Only one number is wanted: the count of lines in the records below that hold the word "bare".

Exercise materials:
::::
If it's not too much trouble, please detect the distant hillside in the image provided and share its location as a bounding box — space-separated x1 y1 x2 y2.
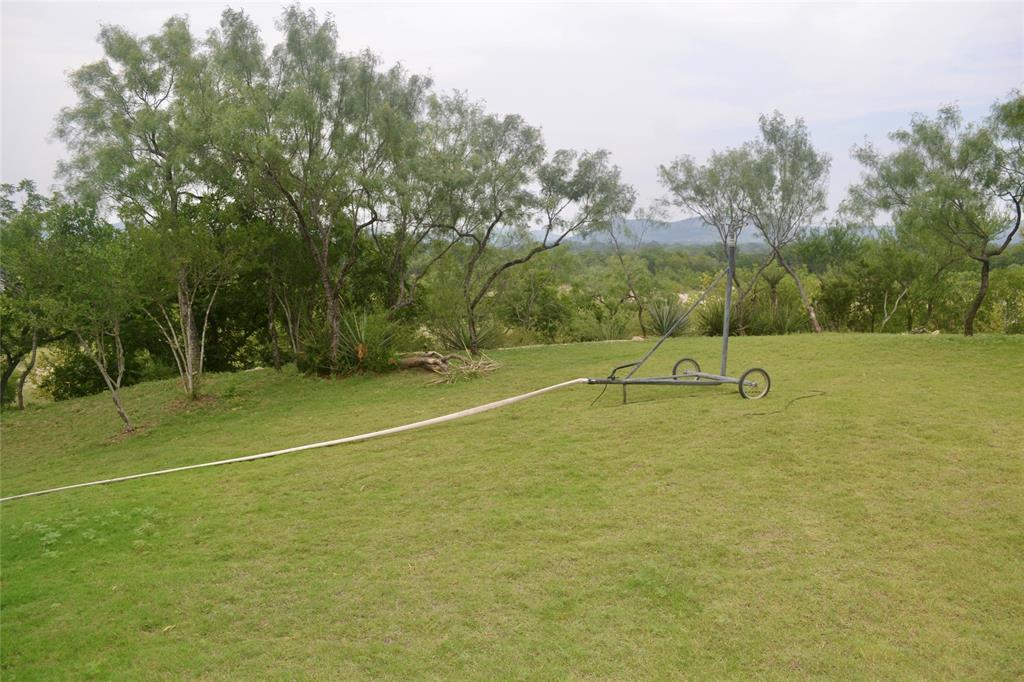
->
580 217 765 246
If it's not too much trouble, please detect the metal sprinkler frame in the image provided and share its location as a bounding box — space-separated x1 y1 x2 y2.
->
586 234 771 402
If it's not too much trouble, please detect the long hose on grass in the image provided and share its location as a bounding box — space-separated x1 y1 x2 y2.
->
0 378 589 504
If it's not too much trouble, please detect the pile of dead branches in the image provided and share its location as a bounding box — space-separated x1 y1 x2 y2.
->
398 351 500 385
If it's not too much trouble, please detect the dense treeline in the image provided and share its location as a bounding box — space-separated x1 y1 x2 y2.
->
0 6 1021 427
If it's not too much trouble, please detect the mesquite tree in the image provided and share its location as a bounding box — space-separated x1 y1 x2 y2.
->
44 205 138 430
658 146 761 297
453 142 635 352
56 17 221 398
0 182 63 407
659 146 754 249
435 95 635 350
208 8 424 370
745 112 831 332
851 97 1023 335
365 70 458 314
601 211 662 336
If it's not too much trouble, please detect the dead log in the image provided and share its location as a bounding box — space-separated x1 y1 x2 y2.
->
397 351 463 373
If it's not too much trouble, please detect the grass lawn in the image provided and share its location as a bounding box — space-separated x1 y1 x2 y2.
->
1 334 1022 679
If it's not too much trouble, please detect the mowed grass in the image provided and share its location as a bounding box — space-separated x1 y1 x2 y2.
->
1 334 1022 679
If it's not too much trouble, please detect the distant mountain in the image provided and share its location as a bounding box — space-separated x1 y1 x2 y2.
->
579 217 765 246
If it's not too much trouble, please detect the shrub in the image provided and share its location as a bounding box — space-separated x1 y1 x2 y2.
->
40 346 112 400
566 308 632 342
494 276 572 343
1 375 16 407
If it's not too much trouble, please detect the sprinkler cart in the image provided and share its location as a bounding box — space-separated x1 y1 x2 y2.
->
587 234 771 402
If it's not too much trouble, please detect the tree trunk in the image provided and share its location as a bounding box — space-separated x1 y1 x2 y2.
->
326 293 342 371
964 258 990 336
81 329 133 432
776 252 823 333
736 253 774 310
311 266 342 371
16 330 38 410
398 351 452 372
1 352 19 406
466 308 480 354
268 283 282 371
276 292 302 356
107 386 133 432
177 268 201 398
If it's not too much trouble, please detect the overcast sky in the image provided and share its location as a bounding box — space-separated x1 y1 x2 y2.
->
2 1 1021 218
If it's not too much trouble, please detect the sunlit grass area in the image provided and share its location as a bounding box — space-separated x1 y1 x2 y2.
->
2 334 1022 678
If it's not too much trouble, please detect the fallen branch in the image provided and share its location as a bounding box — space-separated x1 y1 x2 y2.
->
397 351 459 372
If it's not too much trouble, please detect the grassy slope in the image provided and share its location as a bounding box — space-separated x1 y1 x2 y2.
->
1 334 1022 679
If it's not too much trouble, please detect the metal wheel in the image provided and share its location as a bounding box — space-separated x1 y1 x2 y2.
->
738 367 770 399
672 357 701 379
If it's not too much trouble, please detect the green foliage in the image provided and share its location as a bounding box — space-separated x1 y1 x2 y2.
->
40 345 176 401
791 224 864 275
659 146 754 245
989 264 1024 333
338 311 398 373
742 298 808 336
850 96 1024 334
40 346 112 400
494 269 572 343
0 375 15 406
697 278 809 337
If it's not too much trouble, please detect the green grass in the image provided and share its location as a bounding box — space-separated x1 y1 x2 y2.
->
1 334 1022 679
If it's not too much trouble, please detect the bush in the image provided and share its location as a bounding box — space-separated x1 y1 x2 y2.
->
494 275 572 343
1 375 16 407
566 307 632 342
40 346 110 400
133 349 179 383
40 345 176 400
227 333 282 370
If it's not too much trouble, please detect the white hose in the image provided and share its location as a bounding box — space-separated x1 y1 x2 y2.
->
0 378 589 503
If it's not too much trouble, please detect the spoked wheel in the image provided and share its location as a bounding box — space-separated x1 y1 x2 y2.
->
738 368 771 400
672 357 701 380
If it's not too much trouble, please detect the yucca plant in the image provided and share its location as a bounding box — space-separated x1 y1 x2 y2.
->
697 298 741 336
431 318 499 351
646 297 689 337
338 311 397 373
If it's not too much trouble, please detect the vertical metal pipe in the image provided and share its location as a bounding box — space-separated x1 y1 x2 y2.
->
720 237 736 376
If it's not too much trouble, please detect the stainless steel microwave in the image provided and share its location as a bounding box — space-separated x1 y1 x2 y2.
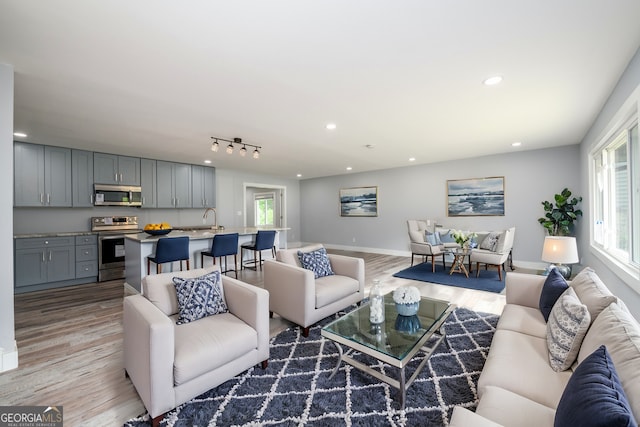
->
94 184 142 207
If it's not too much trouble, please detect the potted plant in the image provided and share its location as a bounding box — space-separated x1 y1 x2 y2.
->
538 188 583 236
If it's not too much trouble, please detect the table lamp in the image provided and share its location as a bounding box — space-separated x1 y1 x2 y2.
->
541 236 579 279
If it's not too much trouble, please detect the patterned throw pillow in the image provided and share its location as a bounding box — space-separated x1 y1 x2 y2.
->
172 270 228 325
297 247 334 279
546 287 591 371
479 231 501 251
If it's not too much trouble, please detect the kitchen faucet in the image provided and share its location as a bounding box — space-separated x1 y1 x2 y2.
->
203 207 218 229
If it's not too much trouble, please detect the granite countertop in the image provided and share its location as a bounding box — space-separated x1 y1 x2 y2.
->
126 226 288 243
14 231 96 239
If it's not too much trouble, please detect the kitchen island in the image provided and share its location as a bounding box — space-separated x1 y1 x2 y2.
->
124 227 287 292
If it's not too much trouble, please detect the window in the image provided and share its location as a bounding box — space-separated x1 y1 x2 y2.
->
592 118 639 269
254 192 275 226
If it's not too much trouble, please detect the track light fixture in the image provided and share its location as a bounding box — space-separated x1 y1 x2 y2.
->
210 136 261 159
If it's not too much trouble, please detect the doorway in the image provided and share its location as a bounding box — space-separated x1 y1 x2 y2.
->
243 183 286 229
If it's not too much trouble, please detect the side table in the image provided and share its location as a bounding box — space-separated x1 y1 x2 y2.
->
449 249 472 278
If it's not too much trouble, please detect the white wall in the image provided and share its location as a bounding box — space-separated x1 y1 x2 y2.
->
579 46 640 319
1 63 17 372
300 145 581 264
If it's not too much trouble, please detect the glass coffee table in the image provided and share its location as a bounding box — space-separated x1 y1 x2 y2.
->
321 294 454 409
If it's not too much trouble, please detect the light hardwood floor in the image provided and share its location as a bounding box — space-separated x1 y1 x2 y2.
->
0 250 506 426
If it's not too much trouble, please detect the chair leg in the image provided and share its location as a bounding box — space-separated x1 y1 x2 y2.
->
302 327 310 338
151 414 165 427
476 262 481 278
261 360 268 369
497 265 503 281
258 250 263 270
234 254 238 278
186 260 190 270
147 259 151 275
411 253 415 266
240 248 244 270
430 255 435 272
157 263 161 274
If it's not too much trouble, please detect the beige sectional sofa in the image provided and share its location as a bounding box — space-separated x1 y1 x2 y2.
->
449 269 640 426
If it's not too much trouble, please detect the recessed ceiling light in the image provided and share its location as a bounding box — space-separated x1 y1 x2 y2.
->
13 132 27 138
296 173 302 178
204 160 212 164
365 144 375 149
346 166 352 171
326 123 337 130
512 141 522 147
409 157 416 162
483 75 503 86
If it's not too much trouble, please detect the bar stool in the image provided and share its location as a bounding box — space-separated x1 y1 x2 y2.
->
240 230 277 271
147 236 190 274
201 233 239 278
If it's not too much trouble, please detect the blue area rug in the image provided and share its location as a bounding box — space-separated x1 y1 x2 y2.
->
124 307 499 427
393 262 506 293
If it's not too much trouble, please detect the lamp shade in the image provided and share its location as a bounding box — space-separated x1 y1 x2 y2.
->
541 236 579 264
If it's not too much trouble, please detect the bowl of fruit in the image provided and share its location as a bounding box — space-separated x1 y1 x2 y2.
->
143 222 172 235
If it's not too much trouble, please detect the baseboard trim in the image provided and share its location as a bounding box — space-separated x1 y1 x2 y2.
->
0 341 18 372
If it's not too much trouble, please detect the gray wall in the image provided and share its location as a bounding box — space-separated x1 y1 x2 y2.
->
1 63 16 371
300 145 581 265
578 46 640 319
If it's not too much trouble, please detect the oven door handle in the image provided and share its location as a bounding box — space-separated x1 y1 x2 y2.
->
99 235 126 241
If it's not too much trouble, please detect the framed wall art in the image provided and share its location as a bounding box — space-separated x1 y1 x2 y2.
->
340 186 378 217
447 176 505 216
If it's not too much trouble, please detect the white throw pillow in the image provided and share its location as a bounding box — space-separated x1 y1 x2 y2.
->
546 287 591 372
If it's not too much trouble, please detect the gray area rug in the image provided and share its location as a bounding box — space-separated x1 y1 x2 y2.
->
124 307 499 426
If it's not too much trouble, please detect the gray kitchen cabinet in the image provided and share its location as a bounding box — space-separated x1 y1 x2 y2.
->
72 149 94 207
15 237 76 287
191 165 216 208
14 142 72 207
75 235 98 279
156 161 192 208
140 158 157 208
94 153 141 186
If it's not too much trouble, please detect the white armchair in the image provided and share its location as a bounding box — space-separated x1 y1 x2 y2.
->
263 244 365 337
407 220 446 270
470 227 516 280
123 266 270 426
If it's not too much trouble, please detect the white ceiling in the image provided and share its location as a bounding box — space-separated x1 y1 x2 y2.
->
1 1 640 179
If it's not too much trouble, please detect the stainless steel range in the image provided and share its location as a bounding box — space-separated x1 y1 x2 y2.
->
91 215 141 281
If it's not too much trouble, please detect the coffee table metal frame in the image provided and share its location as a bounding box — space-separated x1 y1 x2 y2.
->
321 296 455 409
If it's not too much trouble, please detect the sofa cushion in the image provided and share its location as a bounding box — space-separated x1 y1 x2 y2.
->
276 244 324 268
579 302 640 421
425 230 441 245
546 287 591 371
570 267 617 322
475 385 556 427
173 270 228 325
298 247 335 279
438 228 456 244
496 304 547 338
173 312 257 385
539 268 569 322
555 345 637 427
479 231 500 252
315 274 360 308
143 266 218 316
478 329 572 409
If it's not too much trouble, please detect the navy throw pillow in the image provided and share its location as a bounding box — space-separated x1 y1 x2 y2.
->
555 345 637 427
539 268 569 322
172 270 228 325
298 247 334 279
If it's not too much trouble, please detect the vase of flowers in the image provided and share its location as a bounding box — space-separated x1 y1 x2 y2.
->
450 229 477 250
393 286 421 316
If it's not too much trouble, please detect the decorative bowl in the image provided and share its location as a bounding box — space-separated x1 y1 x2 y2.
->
396 302 419 316
144 229 172 236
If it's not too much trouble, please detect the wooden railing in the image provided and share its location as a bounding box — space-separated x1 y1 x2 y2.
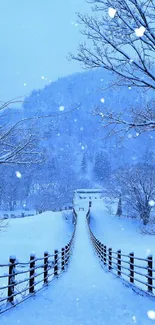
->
86 209 155 297
0 208 77 314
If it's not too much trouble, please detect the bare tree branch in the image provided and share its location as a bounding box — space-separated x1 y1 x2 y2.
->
71 0 155 134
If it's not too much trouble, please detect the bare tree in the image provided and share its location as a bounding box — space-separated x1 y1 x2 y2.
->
0 97 83 165
71 0 155 133
0 97 45 164
0 117 42 164
115 164 155 225
94 99 155 137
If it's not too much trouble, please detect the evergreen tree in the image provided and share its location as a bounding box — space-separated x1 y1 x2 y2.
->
81 153 87 174
116 195 122 217
93 152 111 183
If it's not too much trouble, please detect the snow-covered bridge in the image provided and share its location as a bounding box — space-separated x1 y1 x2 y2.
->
0 198 154 325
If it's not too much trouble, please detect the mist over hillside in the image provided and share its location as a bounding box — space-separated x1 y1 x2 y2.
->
0 69 154 212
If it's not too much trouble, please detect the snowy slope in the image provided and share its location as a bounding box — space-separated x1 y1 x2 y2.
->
0 210 73 263
0 199 155 325
90 200 155 258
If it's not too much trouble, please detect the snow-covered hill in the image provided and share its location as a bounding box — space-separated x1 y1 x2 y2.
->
0 210 73 263
91 199 155 259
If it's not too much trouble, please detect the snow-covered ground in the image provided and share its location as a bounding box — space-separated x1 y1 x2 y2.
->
0 197 155 324
0 209 73 311
90 199 155 258
0 210 73 263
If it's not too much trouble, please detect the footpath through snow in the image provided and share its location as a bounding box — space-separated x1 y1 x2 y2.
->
1 202 155 325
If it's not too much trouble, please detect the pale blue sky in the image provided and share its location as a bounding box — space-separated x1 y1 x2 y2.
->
0 0 89 102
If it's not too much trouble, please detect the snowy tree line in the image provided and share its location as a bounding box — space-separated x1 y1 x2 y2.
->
0 62 155 223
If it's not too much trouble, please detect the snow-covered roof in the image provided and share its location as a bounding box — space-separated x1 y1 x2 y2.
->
75 189 103 193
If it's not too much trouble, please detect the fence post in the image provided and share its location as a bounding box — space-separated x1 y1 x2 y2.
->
61 248 65 271
117 250 121 276
147 255 153 293
104 245 107 265
54 250 58 276
129 252 134 283
29 253 35 293
109 248 112 270
101 244 104 262
97 240 100 256
65 245 68 267
44 251 48 284
8 256 16 303
98 242 102 258
67 245 70 264
96 240 99 254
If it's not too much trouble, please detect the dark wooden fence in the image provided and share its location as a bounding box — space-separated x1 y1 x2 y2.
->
0 209 77 314
86 209 155 297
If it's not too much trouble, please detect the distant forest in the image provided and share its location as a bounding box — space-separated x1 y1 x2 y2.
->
0 69 154 222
::::
Exercise solution: 2